**Records drawn from a dataset:**
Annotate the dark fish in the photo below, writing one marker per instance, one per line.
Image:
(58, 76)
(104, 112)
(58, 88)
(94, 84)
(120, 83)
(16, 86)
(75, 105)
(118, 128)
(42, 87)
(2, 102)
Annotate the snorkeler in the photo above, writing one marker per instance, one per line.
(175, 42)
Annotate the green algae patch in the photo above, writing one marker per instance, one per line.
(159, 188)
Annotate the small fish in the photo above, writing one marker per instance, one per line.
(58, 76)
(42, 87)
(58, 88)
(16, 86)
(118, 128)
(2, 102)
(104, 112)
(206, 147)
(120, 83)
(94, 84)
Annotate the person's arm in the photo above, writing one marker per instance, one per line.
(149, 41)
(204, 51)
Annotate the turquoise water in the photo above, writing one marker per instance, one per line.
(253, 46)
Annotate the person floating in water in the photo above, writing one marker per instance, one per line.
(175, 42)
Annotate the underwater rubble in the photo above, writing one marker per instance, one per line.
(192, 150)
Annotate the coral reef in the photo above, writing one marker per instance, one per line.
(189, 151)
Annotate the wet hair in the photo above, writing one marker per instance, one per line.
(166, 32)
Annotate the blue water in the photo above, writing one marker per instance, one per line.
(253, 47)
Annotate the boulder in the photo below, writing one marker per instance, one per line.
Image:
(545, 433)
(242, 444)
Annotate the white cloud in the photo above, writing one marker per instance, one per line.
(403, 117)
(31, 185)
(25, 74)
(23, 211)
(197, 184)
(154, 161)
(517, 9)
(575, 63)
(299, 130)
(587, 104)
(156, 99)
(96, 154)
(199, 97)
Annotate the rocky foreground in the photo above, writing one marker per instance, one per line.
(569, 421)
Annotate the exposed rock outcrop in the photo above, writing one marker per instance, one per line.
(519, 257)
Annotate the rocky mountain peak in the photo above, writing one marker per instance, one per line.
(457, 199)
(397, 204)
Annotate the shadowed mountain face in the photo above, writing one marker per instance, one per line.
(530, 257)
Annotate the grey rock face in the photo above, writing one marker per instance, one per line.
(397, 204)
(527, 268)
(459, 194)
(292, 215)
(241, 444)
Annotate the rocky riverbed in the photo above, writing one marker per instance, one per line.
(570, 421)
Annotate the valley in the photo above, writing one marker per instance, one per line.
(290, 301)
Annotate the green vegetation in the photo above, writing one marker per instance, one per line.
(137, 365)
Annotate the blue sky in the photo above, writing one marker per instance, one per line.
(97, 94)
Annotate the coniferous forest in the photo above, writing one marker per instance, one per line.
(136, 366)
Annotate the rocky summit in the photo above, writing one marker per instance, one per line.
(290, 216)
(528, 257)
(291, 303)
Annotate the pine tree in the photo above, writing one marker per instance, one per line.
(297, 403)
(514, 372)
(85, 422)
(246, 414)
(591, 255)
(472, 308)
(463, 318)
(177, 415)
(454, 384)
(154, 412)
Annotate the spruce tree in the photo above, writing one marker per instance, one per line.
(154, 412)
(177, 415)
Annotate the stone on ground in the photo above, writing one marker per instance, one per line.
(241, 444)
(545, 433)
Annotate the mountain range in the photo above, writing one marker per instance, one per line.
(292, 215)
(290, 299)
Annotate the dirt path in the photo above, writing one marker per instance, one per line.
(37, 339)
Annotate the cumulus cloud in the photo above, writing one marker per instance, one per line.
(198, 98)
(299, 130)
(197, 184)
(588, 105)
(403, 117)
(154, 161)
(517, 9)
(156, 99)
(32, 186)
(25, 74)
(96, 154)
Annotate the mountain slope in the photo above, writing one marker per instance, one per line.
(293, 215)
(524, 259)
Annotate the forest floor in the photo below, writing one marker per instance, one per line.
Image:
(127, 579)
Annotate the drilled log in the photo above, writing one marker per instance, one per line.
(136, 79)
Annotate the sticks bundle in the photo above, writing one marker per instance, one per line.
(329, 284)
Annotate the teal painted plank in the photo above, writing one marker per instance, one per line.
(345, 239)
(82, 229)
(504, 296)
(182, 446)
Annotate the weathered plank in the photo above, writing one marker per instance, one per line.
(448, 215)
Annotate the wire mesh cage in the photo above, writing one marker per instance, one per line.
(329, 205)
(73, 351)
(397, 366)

**Work request:**
Could the data above be returned exactly as it stands?

**Solution to this task:**
Annotate the dark fish in the photo below, writing one marker per instance, one per line.
Image:
(58, 76)
(104, 112)
(58, 88)
(94, 84)
(120, 83)
(16, 86)
(75, 105)
(118, 128)
(42, 87)
(2, 102)
Annotate the snorkeler in the photo above, writing one marker per instance, one per line.
(175, 42)
Annotate the green algae patch in the photo above, writing one marker per instance, one per line.
(159, 188)
Annotate the small fish in the photo above, writing one marker per instance, one per line.
(58, 76)
(42, 87)
(58, 88)
(16, 86)
(118, 128)
(2, 102)
(104, 112)
(206, 147)
(120, 83)
(94, 84)
Annotate the person's arm in the photo above, writing one marker per instance, one per line.
(149, 41)
(204, 51)
Annotate the turquoise water in the photo above, writing one marker per instance, one per line.
(253, 46)
Annotate the person floating in water in the photo above, writing one marker per instance, one per line.
(175, 42)
Annotate the underwater rubble in the photo above, writing one marker per instance, one per line.
(192, 150)
Annotate the coral reef in the photo above, writing one marker per instance, one per line.
(189, 151)
Annotate the wet hair in the photo above, writing one marker per instance, one per line.
(166, 32)
Annotate the blue water in the photo above, writing one marker per instance, one per line.
(253, 47)
Annotate the boulder in the photo below, writing one marker per instance, one per line.
Image:
(545, 433)
(242, 444)
Annotate the white cloud in the photo above, writing one marker per instance, one per line.
(403, 117)
(31, 185)
(25, 74)
(23, 211)
(197, 184)
(154, 161)
(517, 9)
(575, 63)
(299, 130)
(587, 104)
(156, 99)
(96, 154)
(199, 97)
Annotate the rocky foreground in the photo above, writing one marker per instance, one per line.
(569, 421)
Annotate the exposed rock outcrop in the photo above, writing one marker per instance, one per line.
(519, 257)
Annotate the rocky mountain peak in the photo above, writing one marker per instance, one per line.
(457, 199)
(397, 204)
Annotate the shadowed mountain face in the photo above, writing one marker per instance, one per line.
(530, 257)
Annotate the grey rock face in the photo above, writing one marker per instance, one per line.
(397, 204)
(527, 268)
(459, 194)
(292, 215)
(241, 444)
Annotate the rocky riverbed in the photo above, writing one marker per instance, one per line.
(570, 421)
Annotate the valley in the photo above, writing one marker per instance, one per line.
(290, 301)
Annotate the green vegetation in the photo above, writing one marker per instance, one per line.
(137, 365)
Annotate the blue sky in the photo above, writing one marker per instance, one per line.
(97, 94)
Annotate the coniferous forest in the photo above, writing one marker per instance, one per line.
(136, 366)
Annotate the rocky summit in the photo above, writing one marker per instance, one per line.
(290, 216)
(528, 257)
(291, 303)
Annotate the pine tree in the photo above, writing one marker per instance, one per line.
(297, 403)
(514, 372)
(85, 422)
(246, 414)
(591, 255)
(472, 308)
(463, 318)
(177, 415)
(454, 384)
(154, 412)
Annotate the spruce tree in the photo above, writing one marker per instance, one per line.
(154, 412)
(177, 415)
Annotate the stone on ground in the photo above, writing one marker per instance, one per line.
(241, 444)
(545, 433)
Annotate the mountain range in the photo above, writing one marker per instance, one per line.
(292, 215)
(290, 299)
Annotate the dirt path in the photo above, writing one marker per instance, one per line.
(37, 339)
Annotate the cumulus cloud in the photo above, writing one marker per instance, one per line.
(198, 98)
(299, 130)
(197, 184)
(588, 105)
(403, 117)
(154, 161)
(517, 9)
(156, 99)
(32, 186)
(25, 74)
(96, 154)
Annotate the mountain slope in the photo above, writing one marker per instance, one per line.
(293, 215)
(524, 259)
Annotate the forest floor in the photo below, writing one marker per instance, one per line.
Image:
(127, 579)
Annotate the drilled log in the photo above, writing one marker per instance, one per line.
(136, 79)
Annotate the sticks bundle in the photo above, writing one marker per instance, one per line.
(329, 284)
Annotate the teal painted plank in the photo above, writing one marker per instance, one per line.
(345, 239)
(82, 229)
(504, 296)
(182, 446)
Annotate the weathered plank in the photo above, writing one marker per instance, one per line.
(448, 215)
Annotate the wire mesh cage in the photo above, writing one marker per instance, one per line.
(329, 205)
(73, 351)
(397, 366)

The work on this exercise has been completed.